FRAGMENTO CITADO -
---+---

O veamos la notable decisión de tomar el lado de Arabia Saudita en su disputa con Qatar, pequeña nación que alberga una enorme base militar de Estados Unidos. En esta pugna no hay buenos, por lo que la razón recomendaría que Estados Unidos se mantuviera al margen.
Entonces, ¿qué estaba haciendo Trump? No hay pizca de visión estratégica; algunos observadores señalan que es posible que ni siquiera sepa de la existencia de la enorme base militar estadounidense en Qatar y su importantísimo papel.
La explicación más probable de sus acciones, que han provocado una crisis en la región (y empujado a Qatar en brazos de Irán), es que los sauditas lo adularon –en el hotel Ritz– Carlton de El Riad se proyectó su efigie con una altura de cinco pisos– y los cabilderos sauditas gastan enormes sumas en el hotel de Trump en Washington.
Normalmente, consideraríamos ridícula la idea de que un presidente estadounidense pudiera ser tan ignorante de asuntos tan vitales y que fuera inducido a tomar importantes decisiones de política exterior por medios tan burdos. ¿Pero acaso no podemos creer eso de un hombre tan egocéntrico que no puede aceptar la verdad sobre el número de personas que asistieron a su toma de posesión, que se jacta de su victoria electoral en los momentos más inapropiados? Claro que sí.
Consideremos ahora su negativa a abrazar el principio central de la Organización del Tratado del Atlántico del Norte, la obligación de salir en defensa de los aliados, una negativa que provocó asombro y sorpresa en su propio equipo de política exterior. ¿De qué se trata? Nadie lo sabe, pero vale la pena considerar que al parecer Trump despotricó ante los líderes de la Unión Europea por la dificultad de establecer canchas de golf en esos países. Entonces quizá fue mera petulancia.
La cuestión es, insisto, que todo parece indicar que Trump ni está a la altura del puesto de presidente de los Estados Unidos ni está dispuesto a hacerse a un lado y dejar que otros hagan un buen trabajo. Y esto ya está empezando a tener consecuencias reales, desde perturbaciones en la cobertura del seguro médico hasta la ruina de las alianzas y la pérdida de credibilidad en la escena mundial.

---+---

PROBLEMAS POR RESOLVER -
(A) Transcribe del fragmento citado todo el tramo que va desde "La explicación más" hasta "Trump en Washington.".
(B) Según el fragmento citado, ¿por qué lo razonable sería que Estados Unidos se mantuviera al margen de la disputa entre Arabia Saudita y Qatar?

MATERIAL PROPORCIONADO -
---+---

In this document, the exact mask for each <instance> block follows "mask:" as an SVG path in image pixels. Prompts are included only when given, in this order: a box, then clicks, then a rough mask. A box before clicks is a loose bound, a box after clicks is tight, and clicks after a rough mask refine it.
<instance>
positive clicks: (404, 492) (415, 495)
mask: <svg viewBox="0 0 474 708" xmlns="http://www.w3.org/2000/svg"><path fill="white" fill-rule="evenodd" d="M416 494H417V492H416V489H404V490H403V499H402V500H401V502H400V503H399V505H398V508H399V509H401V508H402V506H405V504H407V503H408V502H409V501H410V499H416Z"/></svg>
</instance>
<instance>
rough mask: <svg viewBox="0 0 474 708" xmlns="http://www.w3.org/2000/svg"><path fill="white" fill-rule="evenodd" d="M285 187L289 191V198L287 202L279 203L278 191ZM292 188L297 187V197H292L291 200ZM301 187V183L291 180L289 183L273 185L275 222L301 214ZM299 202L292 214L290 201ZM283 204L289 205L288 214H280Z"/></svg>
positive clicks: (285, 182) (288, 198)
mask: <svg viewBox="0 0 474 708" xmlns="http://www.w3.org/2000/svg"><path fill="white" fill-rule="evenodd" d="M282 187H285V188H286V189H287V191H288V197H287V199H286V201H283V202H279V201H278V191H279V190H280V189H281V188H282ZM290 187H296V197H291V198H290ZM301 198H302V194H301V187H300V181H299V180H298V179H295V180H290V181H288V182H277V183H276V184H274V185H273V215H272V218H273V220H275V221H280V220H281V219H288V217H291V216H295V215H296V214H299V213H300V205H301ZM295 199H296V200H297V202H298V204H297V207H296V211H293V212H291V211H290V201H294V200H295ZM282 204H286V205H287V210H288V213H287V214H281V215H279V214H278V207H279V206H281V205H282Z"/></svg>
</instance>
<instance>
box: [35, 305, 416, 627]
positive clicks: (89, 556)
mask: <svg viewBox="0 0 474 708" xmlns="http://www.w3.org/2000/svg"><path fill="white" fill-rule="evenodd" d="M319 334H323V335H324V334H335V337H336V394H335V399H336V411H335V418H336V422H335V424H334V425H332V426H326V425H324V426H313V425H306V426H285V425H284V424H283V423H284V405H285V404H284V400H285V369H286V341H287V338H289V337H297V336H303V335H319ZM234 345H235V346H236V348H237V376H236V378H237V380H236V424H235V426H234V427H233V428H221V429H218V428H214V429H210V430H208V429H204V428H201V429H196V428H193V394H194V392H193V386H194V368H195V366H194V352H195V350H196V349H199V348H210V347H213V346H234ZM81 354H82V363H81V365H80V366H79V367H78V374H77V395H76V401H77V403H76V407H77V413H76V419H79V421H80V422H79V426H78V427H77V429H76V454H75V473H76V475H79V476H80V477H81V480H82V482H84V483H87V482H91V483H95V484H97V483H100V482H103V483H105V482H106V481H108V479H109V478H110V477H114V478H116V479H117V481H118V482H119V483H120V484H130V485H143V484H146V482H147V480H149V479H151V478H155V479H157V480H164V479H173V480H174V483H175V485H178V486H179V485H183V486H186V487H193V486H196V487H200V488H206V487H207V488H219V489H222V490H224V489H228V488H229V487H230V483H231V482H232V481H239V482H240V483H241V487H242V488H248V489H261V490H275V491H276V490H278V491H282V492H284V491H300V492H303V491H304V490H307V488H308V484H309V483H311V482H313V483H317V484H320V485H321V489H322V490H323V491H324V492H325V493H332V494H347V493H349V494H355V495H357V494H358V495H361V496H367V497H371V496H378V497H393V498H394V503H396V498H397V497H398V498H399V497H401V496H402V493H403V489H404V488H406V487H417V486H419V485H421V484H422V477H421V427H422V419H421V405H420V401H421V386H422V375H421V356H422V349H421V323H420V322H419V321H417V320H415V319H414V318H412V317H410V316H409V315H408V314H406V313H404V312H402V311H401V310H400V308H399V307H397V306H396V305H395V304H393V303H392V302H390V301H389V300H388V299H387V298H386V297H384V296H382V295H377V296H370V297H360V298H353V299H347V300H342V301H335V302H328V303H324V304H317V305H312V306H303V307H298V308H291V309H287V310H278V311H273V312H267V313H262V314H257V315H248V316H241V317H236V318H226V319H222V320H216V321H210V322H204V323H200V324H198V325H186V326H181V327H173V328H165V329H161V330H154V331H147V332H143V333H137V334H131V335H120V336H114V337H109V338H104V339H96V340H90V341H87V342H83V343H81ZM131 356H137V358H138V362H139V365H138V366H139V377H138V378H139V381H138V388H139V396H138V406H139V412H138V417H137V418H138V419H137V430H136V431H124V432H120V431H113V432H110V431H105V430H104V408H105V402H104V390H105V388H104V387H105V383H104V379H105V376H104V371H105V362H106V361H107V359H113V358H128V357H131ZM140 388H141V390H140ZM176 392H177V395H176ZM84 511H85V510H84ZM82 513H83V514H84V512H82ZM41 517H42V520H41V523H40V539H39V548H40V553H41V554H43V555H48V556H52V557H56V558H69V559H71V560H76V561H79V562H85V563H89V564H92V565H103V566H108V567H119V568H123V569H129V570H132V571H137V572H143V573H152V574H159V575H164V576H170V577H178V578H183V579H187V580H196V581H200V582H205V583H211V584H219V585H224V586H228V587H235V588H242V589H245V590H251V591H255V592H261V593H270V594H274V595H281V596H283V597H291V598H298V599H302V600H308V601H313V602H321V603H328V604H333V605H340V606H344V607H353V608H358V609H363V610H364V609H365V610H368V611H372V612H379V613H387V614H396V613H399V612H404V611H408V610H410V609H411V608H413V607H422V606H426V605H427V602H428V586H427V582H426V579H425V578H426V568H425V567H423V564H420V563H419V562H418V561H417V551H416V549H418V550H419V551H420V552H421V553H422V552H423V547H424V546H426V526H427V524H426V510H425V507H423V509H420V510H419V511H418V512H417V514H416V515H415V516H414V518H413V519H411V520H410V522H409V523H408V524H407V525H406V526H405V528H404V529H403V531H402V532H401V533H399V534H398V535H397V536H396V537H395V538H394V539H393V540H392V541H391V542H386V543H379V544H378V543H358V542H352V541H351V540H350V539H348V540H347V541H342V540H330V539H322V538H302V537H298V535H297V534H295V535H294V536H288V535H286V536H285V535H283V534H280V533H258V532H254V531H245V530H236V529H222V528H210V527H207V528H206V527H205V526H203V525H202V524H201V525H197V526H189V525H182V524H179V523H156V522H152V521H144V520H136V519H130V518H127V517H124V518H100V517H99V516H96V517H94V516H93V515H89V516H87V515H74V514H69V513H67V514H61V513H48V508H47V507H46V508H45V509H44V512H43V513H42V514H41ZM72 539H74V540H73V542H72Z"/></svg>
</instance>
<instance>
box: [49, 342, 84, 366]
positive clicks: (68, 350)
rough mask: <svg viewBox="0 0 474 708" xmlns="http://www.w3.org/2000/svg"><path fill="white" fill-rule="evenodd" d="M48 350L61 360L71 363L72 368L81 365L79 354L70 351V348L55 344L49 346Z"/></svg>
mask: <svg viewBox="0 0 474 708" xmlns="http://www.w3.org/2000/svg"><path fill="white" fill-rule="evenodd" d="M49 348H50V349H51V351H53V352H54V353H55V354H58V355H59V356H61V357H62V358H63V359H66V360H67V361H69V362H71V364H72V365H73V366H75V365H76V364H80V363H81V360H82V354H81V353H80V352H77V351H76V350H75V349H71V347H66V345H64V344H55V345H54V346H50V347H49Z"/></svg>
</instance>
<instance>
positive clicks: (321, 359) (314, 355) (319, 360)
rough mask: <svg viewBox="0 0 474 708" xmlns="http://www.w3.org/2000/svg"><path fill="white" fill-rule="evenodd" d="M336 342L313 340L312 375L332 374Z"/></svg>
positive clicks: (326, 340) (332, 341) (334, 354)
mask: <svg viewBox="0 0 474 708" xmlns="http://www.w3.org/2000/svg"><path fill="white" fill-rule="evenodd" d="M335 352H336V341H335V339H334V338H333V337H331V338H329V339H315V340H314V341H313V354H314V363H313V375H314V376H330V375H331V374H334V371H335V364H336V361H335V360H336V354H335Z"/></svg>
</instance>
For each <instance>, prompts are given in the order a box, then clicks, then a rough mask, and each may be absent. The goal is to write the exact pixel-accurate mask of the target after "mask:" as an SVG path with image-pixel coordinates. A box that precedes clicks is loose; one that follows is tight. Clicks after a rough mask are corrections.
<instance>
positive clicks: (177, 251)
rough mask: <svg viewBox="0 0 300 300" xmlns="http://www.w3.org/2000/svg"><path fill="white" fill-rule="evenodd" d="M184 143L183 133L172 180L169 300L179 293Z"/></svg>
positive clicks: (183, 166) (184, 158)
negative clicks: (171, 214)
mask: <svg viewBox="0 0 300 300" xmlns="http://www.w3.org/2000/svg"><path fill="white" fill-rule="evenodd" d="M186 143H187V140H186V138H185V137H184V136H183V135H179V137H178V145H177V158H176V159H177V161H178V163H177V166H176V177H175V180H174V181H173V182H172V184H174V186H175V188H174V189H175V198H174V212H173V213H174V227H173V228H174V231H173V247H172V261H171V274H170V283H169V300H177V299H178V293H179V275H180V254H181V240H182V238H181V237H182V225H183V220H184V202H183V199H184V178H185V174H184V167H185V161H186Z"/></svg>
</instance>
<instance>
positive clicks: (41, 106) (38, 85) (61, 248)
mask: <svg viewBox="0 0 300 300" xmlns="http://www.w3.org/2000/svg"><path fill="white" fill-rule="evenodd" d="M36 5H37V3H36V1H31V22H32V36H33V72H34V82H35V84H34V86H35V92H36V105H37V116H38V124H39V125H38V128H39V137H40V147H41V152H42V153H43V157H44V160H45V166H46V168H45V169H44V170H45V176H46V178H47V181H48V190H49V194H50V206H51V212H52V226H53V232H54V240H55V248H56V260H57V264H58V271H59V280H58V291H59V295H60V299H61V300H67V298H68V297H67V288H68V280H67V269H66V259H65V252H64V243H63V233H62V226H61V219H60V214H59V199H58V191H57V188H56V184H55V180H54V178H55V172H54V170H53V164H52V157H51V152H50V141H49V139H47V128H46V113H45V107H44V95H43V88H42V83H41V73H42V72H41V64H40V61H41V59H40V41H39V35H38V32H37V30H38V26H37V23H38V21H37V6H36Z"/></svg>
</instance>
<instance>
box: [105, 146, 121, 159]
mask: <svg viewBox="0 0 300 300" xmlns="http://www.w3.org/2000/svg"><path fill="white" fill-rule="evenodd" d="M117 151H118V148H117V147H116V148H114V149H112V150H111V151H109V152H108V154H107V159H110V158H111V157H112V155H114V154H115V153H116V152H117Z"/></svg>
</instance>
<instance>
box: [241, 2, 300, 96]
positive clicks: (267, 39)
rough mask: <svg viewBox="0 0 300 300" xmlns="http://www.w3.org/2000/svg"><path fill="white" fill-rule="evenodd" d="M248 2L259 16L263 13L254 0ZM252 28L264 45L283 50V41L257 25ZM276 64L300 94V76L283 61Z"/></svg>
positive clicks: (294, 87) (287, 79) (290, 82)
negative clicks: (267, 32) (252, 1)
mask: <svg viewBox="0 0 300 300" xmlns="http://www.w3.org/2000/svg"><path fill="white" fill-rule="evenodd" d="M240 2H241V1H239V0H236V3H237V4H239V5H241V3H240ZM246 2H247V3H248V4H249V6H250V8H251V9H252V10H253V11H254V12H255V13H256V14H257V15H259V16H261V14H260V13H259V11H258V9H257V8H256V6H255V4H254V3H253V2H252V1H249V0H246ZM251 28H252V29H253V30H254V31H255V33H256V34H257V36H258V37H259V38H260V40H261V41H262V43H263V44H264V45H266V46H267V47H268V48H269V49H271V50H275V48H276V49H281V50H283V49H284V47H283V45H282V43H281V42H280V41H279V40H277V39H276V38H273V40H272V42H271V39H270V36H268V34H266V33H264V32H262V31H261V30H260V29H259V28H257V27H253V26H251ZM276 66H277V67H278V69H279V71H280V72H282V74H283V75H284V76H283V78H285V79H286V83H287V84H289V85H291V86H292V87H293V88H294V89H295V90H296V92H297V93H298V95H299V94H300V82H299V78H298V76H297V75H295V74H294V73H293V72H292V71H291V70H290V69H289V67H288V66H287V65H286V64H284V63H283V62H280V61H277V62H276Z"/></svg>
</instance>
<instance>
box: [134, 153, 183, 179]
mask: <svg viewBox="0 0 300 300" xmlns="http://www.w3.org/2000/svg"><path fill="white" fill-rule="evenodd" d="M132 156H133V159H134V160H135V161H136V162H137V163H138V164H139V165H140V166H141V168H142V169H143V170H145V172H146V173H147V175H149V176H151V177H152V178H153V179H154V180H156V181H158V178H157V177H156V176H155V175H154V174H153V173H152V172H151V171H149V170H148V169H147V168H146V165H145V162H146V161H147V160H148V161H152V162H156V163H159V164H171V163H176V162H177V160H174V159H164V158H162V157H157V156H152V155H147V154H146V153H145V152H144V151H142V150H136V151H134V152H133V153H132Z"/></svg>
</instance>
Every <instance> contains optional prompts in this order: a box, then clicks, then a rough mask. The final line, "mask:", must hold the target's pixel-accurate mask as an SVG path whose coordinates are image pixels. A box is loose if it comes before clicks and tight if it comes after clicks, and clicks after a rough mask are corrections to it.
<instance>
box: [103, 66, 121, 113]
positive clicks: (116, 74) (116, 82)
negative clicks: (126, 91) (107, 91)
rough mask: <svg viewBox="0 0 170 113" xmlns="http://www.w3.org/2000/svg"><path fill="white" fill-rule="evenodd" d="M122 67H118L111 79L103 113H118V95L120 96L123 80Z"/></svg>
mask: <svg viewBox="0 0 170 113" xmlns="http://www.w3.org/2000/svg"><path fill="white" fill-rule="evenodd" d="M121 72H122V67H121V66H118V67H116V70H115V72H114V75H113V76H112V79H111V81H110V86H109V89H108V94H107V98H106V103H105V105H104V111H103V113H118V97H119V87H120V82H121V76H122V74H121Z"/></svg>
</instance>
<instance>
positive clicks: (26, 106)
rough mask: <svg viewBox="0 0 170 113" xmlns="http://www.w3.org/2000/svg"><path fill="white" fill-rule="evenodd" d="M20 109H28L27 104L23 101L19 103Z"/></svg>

---+---

LISTA DE RESPUESTAS -
(A)
La explicación más probable de sus acciones, que han provocado una crisis en la región (y empujado a Qatar en brazos de Irán), es que los sauditas lo adularon –en el hotel Ritz– Carlton de El Riad se proyectó su efigie con una altura de cinco pisos– y los cabilderos sauditas gastan enormes sumas en el hotel de Trump en Washington.

(B) Porque en esa pugna no hay buenos.